▶ [Required tasks]
• a. Translate this sentence from the church description into German: "Inside there is a round stairwell with two cantilevered stone staircases."
• b. From the church description, extract the stretch from "The tower is not" through "cantilevered stone staircases.".

▶ [Document section]
The tower is not the original one but was a replacement built in 1885 to a design by London architect, J. T. Micklethwaite. The tower is a west tower with five stages, a chancel with south chapel and over the north vestry an organ loft. There is a west doorway in the tower with Tuscan pilasters. The uppermost stage is octagonal with round belfry openings and a clock face. It is topped with a polygonal dome with a weathervane to its apex. Inside there is a round stairwell with two cantilevered stone staircases.

===Nave===
The nave has five bays. There are round-headed windows in the upper-tier and segmental headed windows in the lower tier. The south side has a central field with an oval panel, festoons and is surmounted by an urb. The back end of the main nave has porches with plain parapets and north and south doors. The nave has a platerred ceiling with three sunken round panels. The walls are plastered and there is a flagstone floor.

===Chancel===
There is a two bay chancel. The chancel has high-set Discletian north and south windows. There is a statue of John the Baptist in a round-headed niche and a parapet showing the IHS monogram. There are Tuscan polasters and a painted and gilded barrelled ceiling. The chancel porch was added in 1905. There is a black and white marble floor.

===Chapel and vestry===
There is a small single-bay chapel with an organ loft set above and a blind east window. the chapel is connected to the chancel by colonnaded entrances. There is a small vestry with a segmental headed window and door.

==Fixtures==
There are still several of the original pews. Most other furnishings are late 19th century in origin and we installed during the restoration of this time. There is a polygonal pulpit with fielded panels which is dated 1822 though the fixture itself is likely later. The chancel has a fielded-panel dado which is dated 1912. There are choir stalls dated 1900s with ornate foliage crestings to the ends. There is a rederos depicting the crucifixion framed by Corinthian columns. Communion rails were added in 1905. There is a second rederos in the north chapel. There are wall tablets dating from the 18th and 19th centuries and 20th century square panels depicting the Stations of the Cross.

==Stained glass windows==
There are several stained glass windows. The chancel windows date from 1905. The chapel window was of manufacture by E. Pickett & Co of Leeds. The South window is a design of H. Hughes and dates from 1868.

▶ [Dataset entries]
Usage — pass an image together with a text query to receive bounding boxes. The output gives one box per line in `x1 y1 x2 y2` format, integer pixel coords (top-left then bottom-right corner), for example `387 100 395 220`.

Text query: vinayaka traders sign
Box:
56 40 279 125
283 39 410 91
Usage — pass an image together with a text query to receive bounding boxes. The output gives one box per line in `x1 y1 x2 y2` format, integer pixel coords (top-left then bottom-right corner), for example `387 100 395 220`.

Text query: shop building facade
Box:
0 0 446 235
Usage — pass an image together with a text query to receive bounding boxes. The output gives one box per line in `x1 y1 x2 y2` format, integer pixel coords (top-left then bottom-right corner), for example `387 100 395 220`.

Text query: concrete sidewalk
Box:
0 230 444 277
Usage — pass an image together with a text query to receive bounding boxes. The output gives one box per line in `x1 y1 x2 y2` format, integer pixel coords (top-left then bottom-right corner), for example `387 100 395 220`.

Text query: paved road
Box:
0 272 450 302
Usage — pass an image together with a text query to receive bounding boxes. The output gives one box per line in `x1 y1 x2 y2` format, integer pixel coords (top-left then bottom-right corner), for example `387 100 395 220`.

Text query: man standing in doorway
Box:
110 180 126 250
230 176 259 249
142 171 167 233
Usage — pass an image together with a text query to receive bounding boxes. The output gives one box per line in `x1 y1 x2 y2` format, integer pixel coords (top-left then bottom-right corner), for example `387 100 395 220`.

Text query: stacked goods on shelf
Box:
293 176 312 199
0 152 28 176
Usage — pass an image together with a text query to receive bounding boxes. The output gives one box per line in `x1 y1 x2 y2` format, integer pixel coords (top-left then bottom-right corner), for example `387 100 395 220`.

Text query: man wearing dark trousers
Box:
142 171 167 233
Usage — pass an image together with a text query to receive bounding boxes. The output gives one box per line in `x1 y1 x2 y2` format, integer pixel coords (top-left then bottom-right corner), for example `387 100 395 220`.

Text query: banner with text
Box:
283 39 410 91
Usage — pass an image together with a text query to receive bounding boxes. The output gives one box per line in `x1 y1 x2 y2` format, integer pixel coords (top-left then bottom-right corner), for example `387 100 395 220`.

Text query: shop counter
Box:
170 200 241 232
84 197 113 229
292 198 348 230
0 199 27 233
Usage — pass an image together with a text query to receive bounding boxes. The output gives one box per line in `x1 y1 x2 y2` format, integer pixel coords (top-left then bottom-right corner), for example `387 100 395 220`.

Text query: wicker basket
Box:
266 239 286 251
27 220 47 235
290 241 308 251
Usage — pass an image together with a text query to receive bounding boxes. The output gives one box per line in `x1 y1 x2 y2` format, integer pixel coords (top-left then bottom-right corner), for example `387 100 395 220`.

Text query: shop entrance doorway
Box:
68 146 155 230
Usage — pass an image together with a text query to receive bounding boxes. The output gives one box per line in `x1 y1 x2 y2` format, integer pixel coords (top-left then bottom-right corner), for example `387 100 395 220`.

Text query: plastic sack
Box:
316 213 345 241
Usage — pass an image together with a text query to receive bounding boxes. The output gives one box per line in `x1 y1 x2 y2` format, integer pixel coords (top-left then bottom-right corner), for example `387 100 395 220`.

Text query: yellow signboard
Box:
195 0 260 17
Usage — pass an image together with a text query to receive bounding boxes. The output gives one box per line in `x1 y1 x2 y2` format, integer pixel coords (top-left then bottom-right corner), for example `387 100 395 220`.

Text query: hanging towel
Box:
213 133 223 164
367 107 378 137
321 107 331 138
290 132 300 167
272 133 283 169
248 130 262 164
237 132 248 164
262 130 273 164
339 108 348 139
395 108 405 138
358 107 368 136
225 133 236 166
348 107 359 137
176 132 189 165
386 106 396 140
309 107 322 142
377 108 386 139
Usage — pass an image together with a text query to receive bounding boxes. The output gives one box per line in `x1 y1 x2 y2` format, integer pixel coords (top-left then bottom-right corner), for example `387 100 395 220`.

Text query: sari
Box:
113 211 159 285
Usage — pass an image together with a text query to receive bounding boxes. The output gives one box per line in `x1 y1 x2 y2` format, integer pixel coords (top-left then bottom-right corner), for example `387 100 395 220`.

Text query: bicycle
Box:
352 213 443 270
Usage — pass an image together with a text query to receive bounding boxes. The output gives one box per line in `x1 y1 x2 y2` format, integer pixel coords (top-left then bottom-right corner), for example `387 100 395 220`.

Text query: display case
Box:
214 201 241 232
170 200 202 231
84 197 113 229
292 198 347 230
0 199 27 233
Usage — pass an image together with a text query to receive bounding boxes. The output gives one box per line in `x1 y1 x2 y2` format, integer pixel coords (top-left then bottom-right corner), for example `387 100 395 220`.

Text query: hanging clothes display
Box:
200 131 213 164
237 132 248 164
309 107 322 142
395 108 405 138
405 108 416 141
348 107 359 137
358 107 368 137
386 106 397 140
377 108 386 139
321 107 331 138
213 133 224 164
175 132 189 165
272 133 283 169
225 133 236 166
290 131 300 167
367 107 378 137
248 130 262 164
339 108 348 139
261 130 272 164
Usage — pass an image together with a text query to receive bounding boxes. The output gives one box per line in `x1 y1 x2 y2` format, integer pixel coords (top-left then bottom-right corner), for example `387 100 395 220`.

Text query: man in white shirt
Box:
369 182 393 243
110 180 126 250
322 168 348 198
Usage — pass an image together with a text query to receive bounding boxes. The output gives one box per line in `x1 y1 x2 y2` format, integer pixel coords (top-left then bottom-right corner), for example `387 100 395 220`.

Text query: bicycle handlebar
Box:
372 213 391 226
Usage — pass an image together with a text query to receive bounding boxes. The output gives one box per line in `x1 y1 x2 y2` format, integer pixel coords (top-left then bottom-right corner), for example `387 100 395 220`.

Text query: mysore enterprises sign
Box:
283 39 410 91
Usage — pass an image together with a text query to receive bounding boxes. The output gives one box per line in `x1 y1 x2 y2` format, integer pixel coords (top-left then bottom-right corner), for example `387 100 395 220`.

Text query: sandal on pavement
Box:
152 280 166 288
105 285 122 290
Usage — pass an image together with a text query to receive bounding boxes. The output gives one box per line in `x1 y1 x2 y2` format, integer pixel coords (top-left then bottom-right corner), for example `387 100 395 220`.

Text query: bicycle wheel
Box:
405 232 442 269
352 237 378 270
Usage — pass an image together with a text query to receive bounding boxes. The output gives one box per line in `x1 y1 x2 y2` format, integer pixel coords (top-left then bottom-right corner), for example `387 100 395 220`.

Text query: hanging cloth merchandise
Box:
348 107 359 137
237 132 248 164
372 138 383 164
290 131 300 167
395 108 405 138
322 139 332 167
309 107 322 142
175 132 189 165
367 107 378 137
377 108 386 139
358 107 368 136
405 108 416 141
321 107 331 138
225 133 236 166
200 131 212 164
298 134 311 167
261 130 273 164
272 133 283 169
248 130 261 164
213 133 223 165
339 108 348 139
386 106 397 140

▶ [Activity answers]
• a. Im Inneren befindet sich ein rundes Treppenhaus mit zwei freitragenden Steintreppen.

• b.
The tower is not the original one but was a replacement built in 1885 to a design by London architect, J. T. Micklethwaite. The tower is a west tower with five stages, a chancel with south chapel and over the north vestry an organ loft. There is a west doorway in the tower with Tuscan pilasters. The uppermost stage is octagonal with round belfry openings and a clock face. It is topped with a polygonal dome with a weathervane to its apex. Inside there is a round stairwell with two cantilevered stone staircases.